## MATERIAL TO PROCESS
***
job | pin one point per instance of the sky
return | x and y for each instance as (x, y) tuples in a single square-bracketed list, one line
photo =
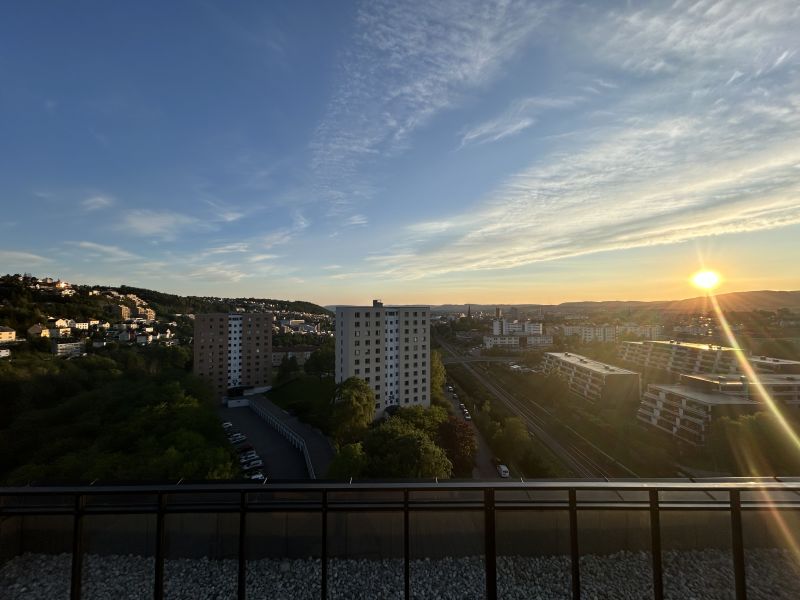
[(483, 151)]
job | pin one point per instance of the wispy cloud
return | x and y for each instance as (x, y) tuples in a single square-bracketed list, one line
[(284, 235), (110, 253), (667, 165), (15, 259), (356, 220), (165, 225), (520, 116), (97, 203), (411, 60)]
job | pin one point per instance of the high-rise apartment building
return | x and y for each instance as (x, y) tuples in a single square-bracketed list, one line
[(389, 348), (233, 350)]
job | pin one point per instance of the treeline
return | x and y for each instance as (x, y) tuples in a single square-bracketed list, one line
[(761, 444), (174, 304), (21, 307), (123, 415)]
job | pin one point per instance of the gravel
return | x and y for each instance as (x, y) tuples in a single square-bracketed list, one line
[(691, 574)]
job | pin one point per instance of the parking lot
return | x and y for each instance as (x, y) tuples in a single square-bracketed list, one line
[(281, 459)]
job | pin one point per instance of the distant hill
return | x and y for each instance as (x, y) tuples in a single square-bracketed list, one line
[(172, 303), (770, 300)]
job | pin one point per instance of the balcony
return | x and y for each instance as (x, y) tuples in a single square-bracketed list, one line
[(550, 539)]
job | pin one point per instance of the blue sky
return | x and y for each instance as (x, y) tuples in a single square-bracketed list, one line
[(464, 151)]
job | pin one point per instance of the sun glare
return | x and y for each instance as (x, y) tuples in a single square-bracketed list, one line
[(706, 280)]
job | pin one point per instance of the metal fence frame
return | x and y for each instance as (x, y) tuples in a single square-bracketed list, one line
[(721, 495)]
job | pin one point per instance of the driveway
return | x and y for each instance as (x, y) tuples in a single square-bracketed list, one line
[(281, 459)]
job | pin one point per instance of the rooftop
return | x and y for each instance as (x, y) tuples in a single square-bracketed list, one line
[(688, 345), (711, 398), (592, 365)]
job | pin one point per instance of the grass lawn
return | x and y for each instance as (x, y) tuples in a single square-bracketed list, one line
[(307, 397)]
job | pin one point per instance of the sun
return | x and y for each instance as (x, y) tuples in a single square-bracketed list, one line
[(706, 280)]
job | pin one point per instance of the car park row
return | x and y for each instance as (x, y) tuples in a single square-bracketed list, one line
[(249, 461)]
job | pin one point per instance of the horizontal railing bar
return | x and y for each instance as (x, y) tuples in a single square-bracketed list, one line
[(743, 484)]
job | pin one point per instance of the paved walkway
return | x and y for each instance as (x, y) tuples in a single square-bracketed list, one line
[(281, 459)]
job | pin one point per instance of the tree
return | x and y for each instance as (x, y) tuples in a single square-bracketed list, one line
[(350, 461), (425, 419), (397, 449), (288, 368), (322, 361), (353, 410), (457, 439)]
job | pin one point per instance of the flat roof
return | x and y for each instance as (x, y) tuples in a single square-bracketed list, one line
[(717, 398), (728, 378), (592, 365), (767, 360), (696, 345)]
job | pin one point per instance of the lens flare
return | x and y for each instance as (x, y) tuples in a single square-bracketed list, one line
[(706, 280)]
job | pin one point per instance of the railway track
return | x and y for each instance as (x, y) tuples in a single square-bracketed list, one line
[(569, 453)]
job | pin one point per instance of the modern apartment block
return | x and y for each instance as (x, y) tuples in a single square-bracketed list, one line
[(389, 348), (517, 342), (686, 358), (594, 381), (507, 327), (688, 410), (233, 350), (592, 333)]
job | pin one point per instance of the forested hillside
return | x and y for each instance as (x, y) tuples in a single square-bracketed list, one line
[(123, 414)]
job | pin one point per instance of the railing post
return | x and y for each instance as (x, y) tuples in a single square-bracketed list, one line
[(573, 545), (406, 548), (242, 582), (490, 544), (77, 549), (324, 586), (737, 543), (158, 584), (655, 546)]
***
## GIVEN PROBLEM
Can you arrange all the records above as a two-column CSV with the headers "prompt" and "points", one row per record, with each value in its own quoted field, line breaks turned into spaces, and the pictures left out?

## WRITTEN REPLY
prompt,points
"job | pin one point per instance of the sky return | x and y for each instance as (x, y) tuples in a single square-bracketed list, one line photo =","[(483, 151)]"
"job | pin one point per instance of the wispy cloud return | x and y for each instance as (x, y) tuples in a single square-bracketed list, one line","[(284, 235), (110, 253), (667, 165), (15, 259), (356, 220), (165, 225), (520, 116), (97, 203), (411, 60)]"
"job | pin one point per instance of the high-rise apartment building return | x and y for each instance as (x, y) tuples in a single square-bracketed list, one line","[(389, 348), (233, 350)]"
"job | pin one point per instance of the treeline return | x and y for each instance as (x, y) tuples in a single square-bracketed list, one line","[(761, 444), (174, 304), (21, 307), (123, 415)]"
"job | pin one point per instance of the gravel return | x and y for each instance as (x, y) tuples in a single square-bracketed list, one line","[(691, 574)]"
"job | pin one point per instance of the parking lot return | x and y for each instance as (x, y) tuples in a single square-bracketed list, one line","[(281, 459)]"
"job | pin one point per instance of the distant hill return | x and y for each instance as (x, y) tuples in a single square-bracketed list, one line","[(172, 303), (770, 300)]"
"job | pin one point per instance of the balcony return | x and y for each instance as (x, y) tuples in a single square-bracketed list, one line","[(550, 539)]"
"job | pin one point per instance of the blue sky return | x and y for each instance as (x, y) tuples in a single square-bracketed list, one line","[(464, 151)]"
"job | pin one point per instance of the sun glare return | x and y for each instance as (x, y) tuples in a single square-bracketed list, one line","[(706, 280)]"
"job | pin one point per instance of the metal fence frame return | x and y for each instance as (x, y) tuples in a single square-bracketed list, one line","[(721, 495)]"
"job | pin one point per instance of the driveway return | x and y for each instance as (x, y) tuples in a single square-bracketed list, one line","[(281, 459)]"
"job | pin one point per instance of the rooftop return | x and y for each instance as (x, y) tuples in a single square-bracketed list, one line","[(688, 345), (711, 398), (592, 365)]"
"job | pin one point per instance of the grass lawn return | x and y for each instance as (x, y) tuples in a single square-bracketed list, one line","[(307, 397)]"
"job | pin one point per instance of the sun return | x and y for each instance as (x, y) tuples in a single square-bracketed list, one line","[(706, 280)]"
"job | pin one point per instance of the car park row return | x and y for each instance as (x, y) tuples in a single square-bracketed list, one line","[(249, 461)]"
"job | pin one point per instance of the horizontal railing bar return | x and y for each instance as (x, y) tuples in a single square-bracketed list, one line","[(743, 484)]"
"job | pin one point per instance of the paved walkway return | x and y for each instance as (x, y) tuples in a single square-bracketed list, one line","[(281, 459)]"
"job | pin one point per instance of the tree return | x and y for each instance as (x, y) tuples in a single square-bracketed list, one line","[(350, 461), (425, 419), (397, 449), (288, 368), (322, 361), (353, 410), (457, 439)]"
"job | pin one point per instance of the flat roof return | x and y for each instance as (x, y) tuples in a single square-bracketed list, one line","[(717, 398), (728, 378), (592, 365), (767, 360), (696, 345)]"
"job | pin one point per instance of the lens flare return | x and y for each instance as (x, y) tuples in a single square-bracketed list, one line","[(706, 280)]"
"job | pin one point per instance of the railway track return | x and y for each instance as (x, y) tuples in a single square-bracketed list, one line","[(569, 453)]"
"job | pin one point per instance of the modern apartment block return | x and y for each instance as (x, y) tuples in a single square-bracketed list, one line","[(389, 348), (517, 342), (686, 358), (594, 381), (507, 327), (688, 410), (233, 350), (592, 333)]"
"job | pin one point per instance of the forested hillside return | x and y for each instance as (x, y) tuples in a single square-bracketed list, one line","[(123, 414)]"
"job | pin one point per instance of the railing post return | x and y for each instance as (x, y) tuples in a single square-bracketed list, one line","[(573, 545), (406, 548), (242, 582), (490, 544), (77, 549), (324, 586), (737, 543), (158, 584), (655, 546)]"